What lines of the data below hold the string "bicycle"? Copy each one out.

-- Given data --

*** Begin section ***

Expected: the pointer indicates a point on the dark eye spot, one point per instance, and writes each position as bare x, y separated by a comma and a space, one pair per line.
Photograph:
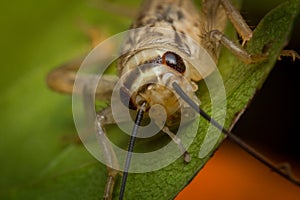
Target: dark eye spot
174, 61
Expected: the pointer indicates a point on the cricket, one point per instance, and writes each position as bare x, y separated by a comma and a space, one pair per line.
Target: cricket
153, 70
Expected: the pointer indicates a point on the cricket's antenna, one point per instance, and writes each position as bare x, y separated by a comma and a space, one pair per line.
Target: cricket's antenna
283, 170
137, 123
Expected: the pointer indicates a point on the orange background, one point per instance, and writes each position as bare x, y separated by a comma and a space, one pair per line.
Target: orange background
234, 174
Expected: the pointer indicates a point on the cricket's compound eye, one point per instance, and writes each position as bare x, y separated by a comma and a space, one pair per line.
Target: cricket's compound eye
174, 61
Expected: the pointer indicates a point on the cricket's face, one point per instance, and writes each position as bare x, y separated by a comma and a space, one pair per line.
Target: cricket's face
151, 83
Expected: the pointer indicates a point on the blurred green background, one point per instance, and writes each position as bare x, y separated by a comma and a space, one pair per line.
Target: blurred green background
36, 123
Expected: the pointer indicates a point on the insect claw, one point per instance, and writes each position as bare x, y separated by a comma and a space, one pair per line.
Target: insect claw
186, 156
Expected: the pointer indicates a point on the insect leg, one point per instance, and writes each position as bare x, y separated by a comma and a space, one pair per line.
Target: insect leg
237, 20
235, 49
186, 155
105, 117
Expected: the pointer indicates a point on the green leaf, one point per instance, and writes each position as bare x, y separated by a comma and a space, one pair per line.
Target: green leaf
40, 159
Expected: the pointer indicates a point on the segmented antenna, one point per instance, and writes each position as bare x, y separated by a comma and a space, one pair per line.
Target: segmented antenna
137, 123
283, 170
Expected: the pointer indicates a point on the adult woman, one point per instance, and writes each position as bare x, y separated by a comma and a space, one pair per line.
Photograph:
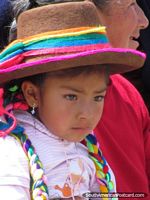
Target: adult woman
122, 143
124, 19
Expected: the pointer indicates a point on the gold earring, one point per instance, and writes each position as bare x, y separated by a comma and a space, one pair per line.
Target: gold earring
33, 109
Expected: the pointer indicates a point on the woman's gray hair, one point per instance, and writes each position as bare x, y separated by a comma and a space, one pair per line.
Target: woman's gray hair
20, 6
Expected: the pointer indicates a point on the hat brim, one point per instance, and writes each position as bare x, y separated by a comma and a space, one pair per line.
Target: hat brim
119, 60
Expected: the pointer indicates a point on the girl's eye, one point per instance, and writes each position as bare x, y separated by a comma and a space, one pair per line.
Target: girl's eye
99, 98
71, 97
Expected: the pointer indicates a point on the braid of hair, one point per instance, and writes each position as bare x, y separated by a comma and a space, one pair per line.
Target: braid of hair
38, 179
102, 170
13, 99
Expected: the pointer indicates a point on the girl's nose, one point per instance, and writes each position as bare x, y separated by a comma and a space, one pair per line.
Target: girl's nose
143, 21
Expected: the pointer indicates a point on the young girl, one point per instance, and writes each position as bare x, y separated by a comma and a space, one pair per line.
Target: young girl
54, 79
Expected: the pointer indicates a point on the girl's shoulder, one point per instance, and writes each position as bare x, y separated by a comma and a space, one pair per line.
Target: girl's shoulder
14, 164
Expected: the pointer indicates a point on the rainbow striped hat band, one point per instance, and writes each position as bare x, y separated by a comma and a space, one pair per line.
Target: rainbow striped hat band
61, 36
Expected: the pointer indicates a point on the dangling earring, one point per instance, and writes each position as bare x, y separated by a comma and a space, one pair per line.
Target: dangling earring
33, 109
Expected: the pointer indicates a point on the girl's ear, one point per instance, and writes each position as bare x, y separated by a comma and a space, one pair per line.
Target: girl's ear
31, 93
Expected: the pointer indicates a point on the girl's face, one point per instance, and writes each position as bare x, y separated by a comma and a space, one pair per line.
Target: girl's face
124, 19
71, 107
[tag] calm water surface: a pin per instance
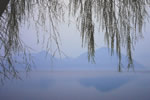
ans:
(78, 85)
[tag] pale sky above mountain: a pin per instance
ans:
(71, 42)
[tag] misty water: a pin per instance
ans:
(78, 85)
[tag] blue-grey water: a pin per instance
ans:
(78, 85)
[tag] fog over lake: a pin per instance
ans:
(78, 85)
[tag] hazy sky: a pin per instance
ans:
(71, 41)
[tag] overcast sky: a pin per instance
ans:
(71, 41)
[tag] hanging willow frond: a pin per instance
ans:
(121, 20)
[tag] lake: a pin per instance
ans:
(78, 85)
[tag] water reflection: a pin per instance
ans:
(79, 86)
(105, 84)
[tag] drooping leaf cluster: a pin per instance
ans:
(121, 20)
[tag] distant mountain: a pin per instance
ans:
(103, 60)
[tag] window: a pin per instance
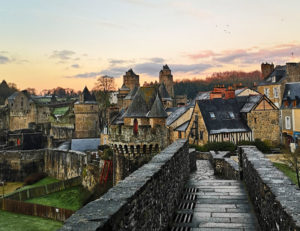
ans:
(231, 115)
(288, 122)
(212, 115)
(201, 135)
(267, 92)
(179, 134)
(276, 92)
(135, 127)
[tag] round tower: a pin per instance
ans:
(131, 80)
(166, 77)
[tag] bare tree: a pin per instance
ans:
(293, 160)
(105, 83)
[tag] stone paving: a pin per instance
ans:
(213, 204)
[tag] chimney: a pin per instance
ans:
(266, 69)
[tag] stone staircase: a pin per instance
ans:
(211, 204)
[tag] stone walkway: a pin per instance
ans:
(211, 204)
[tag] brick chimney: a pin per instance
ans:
(266, 69)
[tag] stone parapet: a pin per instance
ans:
(145, 200)
(274, 196)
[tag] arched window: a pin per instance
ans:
(132, 149)
(138, 149)
(150, 148)
(156, 149)
(135, 127)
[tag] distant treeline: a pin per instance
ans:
(6, 90)
(191, 87)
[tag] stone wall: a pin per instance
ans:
(60, 164)
(64, 164)
(264, 125)
(274, 196)
(86, 120)
(224, 167)
(145, 200)
(17, 165)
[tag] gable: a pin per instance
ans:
(264, 105)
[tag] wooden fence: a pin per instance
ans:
(31, 209)
(42, 190)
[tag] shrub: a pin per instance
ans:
(35, 177)
(263, 146)
(107, 154)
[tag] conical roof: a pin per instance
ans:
(157, 109)
(132, 93)
(138, 107)
(163, 92)
(87, 95)
(124, 88)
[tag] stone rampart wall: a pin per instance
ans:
(145, 200)
(274, 196)
(18, 164)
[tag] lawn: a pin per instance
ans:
(71, 198)
(18, 222)
(44, 181)
(287, 171)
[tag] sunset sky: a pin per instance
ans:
(69, 43)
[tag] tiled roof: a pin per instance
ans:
(221, 116)
(291, 93)
(157, 109)
(276, 77)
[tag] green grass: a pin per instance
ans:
(19, 222)
(44, 181)
(72, 198)
(287, 171)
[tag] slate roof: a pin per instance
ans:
(124, 88)
(183, 127)
(171, 109)
(176, 114)
(157, 109)
(119, 119)
(222, 122)
(251, 102)
(203, 95)
(87, 97)
(83, 145)
(280, 74)
(132, 93)
(291, 93)
(163, 92)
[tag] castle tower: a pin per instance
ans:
(266, 69)
(86, 116)
(131, 80)
(166, 77)
(293, 72)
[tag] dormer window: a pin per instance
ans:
(286, 103)
(212, 115)
(231, 115)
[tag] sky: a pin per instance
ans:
(69, 43)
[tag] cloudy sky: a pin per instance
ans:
(69, 43)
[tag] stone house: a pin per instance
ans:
(222, 116)
(217, 120)
(274, 80)
(86, 112)
(290, 113)
(261, 116)
(138, 132)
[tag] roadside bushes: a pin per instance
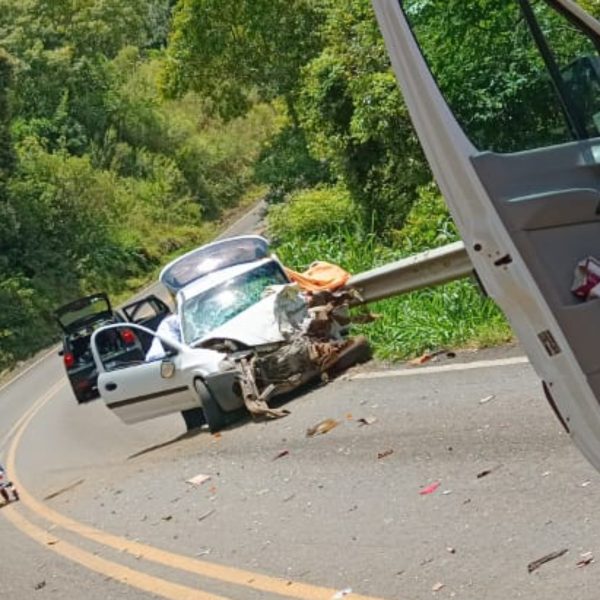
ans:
(455, 314)
(317, 212)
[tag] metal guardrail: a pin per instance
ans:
(421, 270)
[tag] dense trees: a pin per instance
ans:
(99, 176)
(126, 125)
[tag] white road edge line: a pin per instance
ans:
(413, 371)
(41, 359)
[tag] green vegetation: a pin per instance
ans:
(452, 315)
(129, 127)
(101, 179)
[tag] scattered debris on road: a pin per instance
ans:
(587, 558)
(487, 472)
(341, 594)
(536, 564)
(322, 427)
(207, 514)
(199, 479)
(68, 488)
(487, 399)
(385, 454)
(430, 488)
(430, 356)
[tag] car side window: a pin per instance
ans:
(118, 348)
(518, 74)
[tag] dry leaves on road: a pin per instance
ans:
(281, 454)
(322, 427)
(536, 564)
(487, 399)
(385, 454)
(199, 479)
(587, 558)
(430, 488)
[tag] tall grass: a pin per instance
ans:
(452, 315)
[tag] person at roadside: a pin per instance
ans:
(7, 486)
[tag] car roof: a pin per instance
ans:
(199, 286)
(215, 256)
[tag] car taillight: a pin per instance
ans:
(127, 336)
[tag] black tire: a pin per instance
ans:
(214, 415)
(194, 418)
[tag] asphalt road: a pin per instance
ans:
(107, 511)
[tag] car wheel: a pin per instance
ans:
(194, 418)
(215, 416)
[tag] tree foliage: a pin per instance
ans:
(232, 51)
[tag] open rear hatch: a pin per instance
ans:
(84, 312)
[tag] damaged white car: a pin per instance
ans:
(247, 335)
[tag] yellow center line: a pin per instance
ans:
(222, 573)
(116, 571)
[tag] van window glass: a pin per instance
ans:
(517, 74)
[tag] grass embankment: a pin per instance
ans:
(322, 224)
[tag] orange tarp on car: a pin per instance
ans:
(320, 276)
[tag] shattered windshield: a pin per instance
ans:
(213, 308)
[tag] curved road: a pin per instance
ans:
(107, 512)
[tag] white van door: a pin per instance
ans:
(505, 98)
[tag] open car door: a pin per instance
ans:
(137, 391)
(149, 312)
(505, 98)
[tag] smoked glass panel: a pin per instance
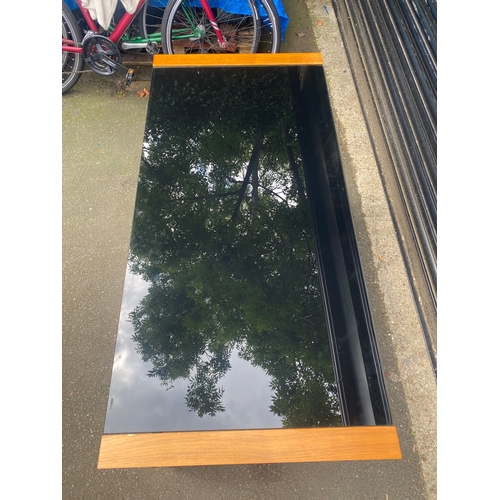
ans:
(223, 322)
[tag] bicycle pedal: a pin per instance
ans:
(128, 78)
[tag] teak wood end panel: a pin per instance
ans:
(279, 59)
(248, 447)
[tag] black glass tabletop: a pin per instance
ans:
(233, 287)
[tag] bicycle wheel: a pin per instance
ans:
(72, 63)
(270, 26)
(186, 29)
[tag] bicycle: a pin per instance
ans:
(187, 26)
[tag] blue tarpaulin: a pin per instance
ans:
(237, 7)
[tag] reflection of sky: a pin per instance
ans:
(138, 403)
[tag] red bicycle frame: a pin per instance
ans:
(126, 20)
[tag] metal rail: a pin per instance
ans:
(395, 43)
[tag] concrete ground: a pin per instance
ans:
(103, 124)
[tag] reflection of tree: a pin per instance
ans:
(222, 234)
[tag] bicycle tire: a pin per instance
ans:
(72, 63)
(187, 30)
(270, 33)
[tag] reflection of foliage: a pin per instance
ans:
(203, 396)
(221, 232)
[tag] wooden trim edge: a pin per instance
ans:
(279, 59)
(170, 449)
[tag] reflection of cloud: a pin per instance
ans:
(141, 404)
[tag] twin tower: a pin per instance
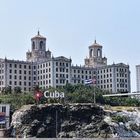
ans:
(38, 52)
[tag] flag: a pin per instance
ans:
(2, 118)
(38, 95)
(88, 81)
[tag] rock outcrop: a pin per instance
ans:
(68, 121)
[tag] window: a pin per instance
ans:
(10, 71)
(33, 45)
(10, 82)
(20, 77)
(15, 71)
(15, 65)
(20, 83)
(10, 76)
(15, 77)
(41, 45)
(3, 108)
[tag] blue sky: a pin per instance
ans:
(71, 26)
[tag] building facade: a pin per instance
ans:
(138, 77)
(42, 69)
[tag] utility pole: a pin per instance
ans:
(56, 123)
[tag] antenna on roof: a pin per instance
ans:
(95, 40)
(38, 33)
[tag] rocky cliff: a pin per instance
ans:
(73, 121)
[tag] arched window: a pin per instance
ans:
(91, 53)
(33, 45)
(41, 45)
(98, 53)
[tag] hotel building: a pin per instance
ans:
(45, 70)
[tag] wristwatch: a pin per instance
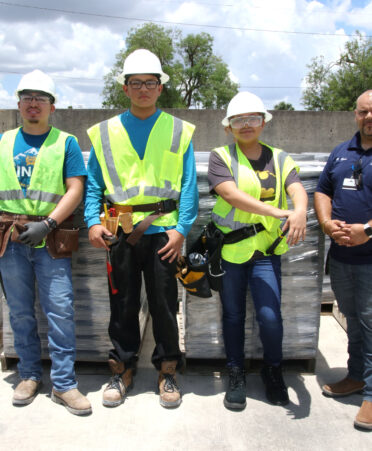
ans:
(368, 230)
(52, 224)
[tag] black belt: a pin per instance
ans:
(241, 234)
(164, 206)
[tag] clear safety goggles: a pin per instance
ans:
(242, 121)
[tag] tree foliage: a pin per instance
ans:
(198, 78)
(284, 106)
(336, 86)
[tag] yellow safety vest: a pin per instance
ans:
(46, 187)
(228, 218)
(132, 181)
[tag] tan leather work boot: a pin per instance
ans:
(120, 383)
(345, 387)
(25, 392)
(73, 400)
(170, 395)
(364, 418)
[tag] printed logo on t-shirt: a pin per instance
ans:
(24, 165)
(268, 184)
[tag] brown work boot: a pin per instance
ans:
(120, 383)
(345, 387)
(73, 400)
(170, 395)
(25, 392)
(364, 418)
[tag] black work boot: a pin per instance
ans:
(236, 390)
(276, 390)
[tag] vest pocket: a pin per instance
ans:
(170, 166)
(62, 242)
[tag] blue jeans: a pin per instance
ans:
(19, 267)
(352, 286)
(263, 276)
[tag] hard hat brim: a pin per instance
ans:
(268, 116)
(121, 78)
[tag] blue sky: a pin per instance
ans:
(266, 44)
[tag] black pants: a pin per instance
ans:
(161, 288)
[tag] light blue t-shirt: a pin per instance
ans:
(26, 149)
(139, 131)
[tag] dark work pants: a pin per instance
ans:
(161, 288)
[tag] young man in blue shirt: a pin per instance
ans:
(343, 203)
(142, 163)
(42, 176)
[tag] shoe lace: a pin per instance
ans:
(236, 378)
(116, 383)
(275, 376)
(170, 384)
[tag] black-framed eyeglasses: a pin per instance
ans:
(137, 84)
(357, 173)
(27, 99)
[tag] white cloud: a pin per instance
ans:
(79, 49)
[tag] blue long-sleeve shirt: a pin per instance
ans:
(138, 131)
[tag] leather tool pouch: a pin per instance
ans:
(61, 242)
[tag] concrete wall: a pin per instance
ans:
(293, 131)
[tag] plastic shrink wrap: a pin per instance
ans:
(302, 274)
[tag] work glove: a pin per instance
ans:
(34, 234)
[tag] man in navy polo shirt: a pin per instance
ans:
(343, 203)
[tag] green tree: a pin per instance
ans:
(198, 78)
(336, 86)
(284, 106)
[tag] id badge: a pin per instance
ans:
(349, 183)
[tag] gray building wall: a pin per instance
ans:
(293, 131)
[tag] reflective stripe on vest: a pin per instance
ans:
(228, 218)
(46, 187)
(158, 176)
(228, 221)
(119, 194)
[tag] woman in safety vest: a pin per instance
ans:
(251, 180)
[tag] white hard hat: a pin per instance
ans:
(245, 102)
(37, 81)
(139, 62)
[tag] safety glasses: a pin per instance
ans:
(242, 121)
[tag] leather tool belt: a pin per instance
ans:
(157, 210)
(60, 242)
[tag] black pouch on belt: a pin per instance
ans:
(203, 263)
(5, 231)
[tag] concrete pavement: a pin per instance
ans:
(310, 422)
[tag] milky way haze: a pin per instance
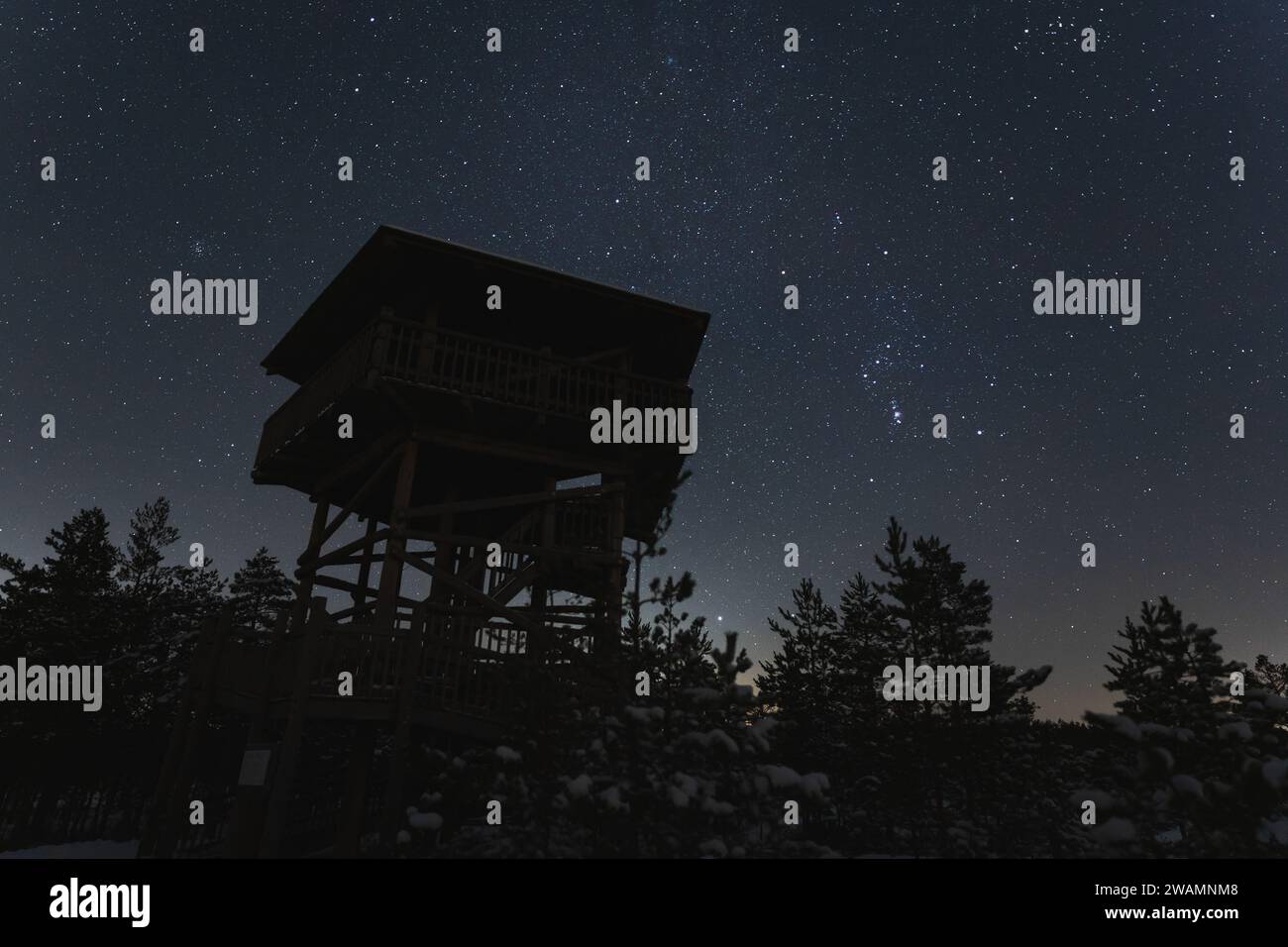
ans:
(768, 169)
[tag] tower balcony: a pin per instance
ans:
(433, 377)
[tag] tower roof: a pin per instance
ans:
(419, 275)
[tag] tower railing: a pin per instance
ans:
(468, 367)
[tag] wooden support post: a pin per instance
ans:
(540, 638)
(413, 646)
(390, 571)
(610, 637)
(176, 804)
(283, 780)
(369, 548)
(175, 746)
(361, 751)
(250, 802)
(308, 567)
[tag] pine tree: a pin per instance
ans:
(259, 591)
(1210, 775)
(1168, 672)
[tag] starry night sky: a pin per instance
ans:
(768, 169)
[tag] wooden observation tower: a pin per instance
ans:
(445, 401)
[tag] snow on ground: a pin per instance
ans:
(99, 848)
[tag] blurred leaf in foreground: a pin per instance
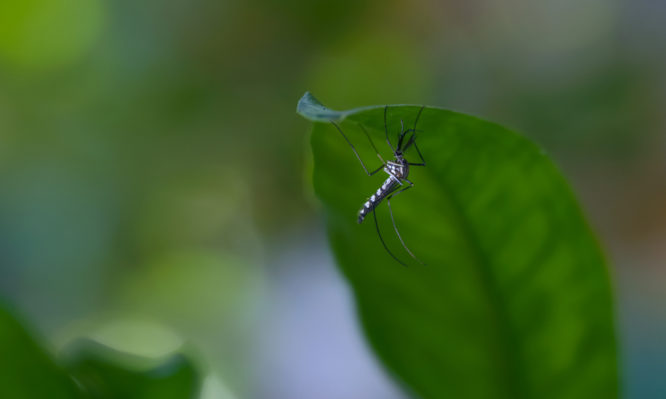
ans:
(107, 373)
(26, 369)
(515, 300)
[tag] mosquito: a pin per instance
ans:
(396, 183)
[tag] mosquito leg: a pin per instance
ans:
(372, 144)
(356, 153)
(382, 240)
(420, 156)
(386, 130)
(418, 116)
(395, 227)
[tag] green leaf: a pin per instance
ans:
(26, 369)
(106, 373)
(514, 300)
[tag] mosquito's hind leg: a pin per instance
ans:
(372, 144)
(356, 153)
(374, 216)
(395, 227)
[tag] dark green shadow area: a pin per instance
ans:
(514, 301)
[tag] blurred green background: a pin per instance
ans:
(155, 181)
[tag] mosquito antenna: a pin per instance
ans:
(386, 130)
(382, 240)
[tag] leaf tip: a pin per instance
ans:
(310, 108)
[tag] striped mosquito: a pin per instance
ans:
(398, 171)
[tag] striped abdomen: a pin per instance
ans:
(376, 198)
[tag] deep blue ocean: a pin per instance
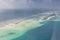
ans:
(49, 31)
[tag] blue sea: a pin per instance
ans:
(49, 31)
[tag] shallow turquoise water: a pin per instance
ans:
(40, 33)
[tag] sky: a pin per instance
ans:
(23, 4)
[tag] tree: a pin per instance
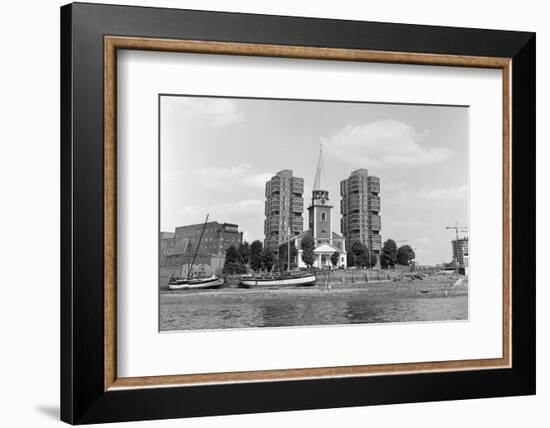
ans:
(334, 258)
(364, 259)
(356, 249)
(255, 255)
(244, 252)
(268, 259)
(361, 255)
(283, 254)
(308, 245)
(233, 263)
(373, 260)
(388, 257)
(404, 255)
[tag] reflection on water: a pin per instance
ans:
(272, 313)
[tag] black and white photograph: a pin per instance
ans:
(290, 212)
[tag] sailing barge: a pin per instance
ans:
(190, 282)
(278, 281)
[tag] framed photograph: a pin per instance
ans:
(266, 213)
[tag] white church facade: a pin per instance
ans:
(326, 241)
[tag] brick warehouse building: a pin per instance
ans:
(360, 209)
(178, 249)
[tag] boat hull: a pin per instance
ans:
(302, 281)
(197, 284)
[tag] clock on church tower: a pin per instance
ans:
(320, 208)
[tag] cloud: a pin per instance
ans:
(443, 194)
(405, 223)
(384, 143)
(232, 177)
(217, 111)
(246, 206)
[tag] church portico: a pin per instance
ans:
(326, 242)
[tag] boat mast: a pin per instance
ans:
(198, 246)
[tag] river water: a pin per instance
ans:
(202, 314)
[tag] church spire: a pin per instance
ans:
(320, 182)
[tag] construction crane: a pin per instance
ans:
(457, 229)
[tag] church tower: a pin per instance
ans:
(320, 208)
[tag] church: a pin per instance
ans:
(327, 242)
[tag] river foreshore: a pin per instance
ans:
(397, 289)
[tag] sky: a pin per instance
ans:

*** End section ***

-- The completed task --
[tag] bicycle pedal: a pin per instance
[tag] bicycle wheel: a pin per instance
[tag] bicycle: a pin per instance
[tag] red bicycle frame: a pin per instance
[tag] bicycle tire: a pin per instance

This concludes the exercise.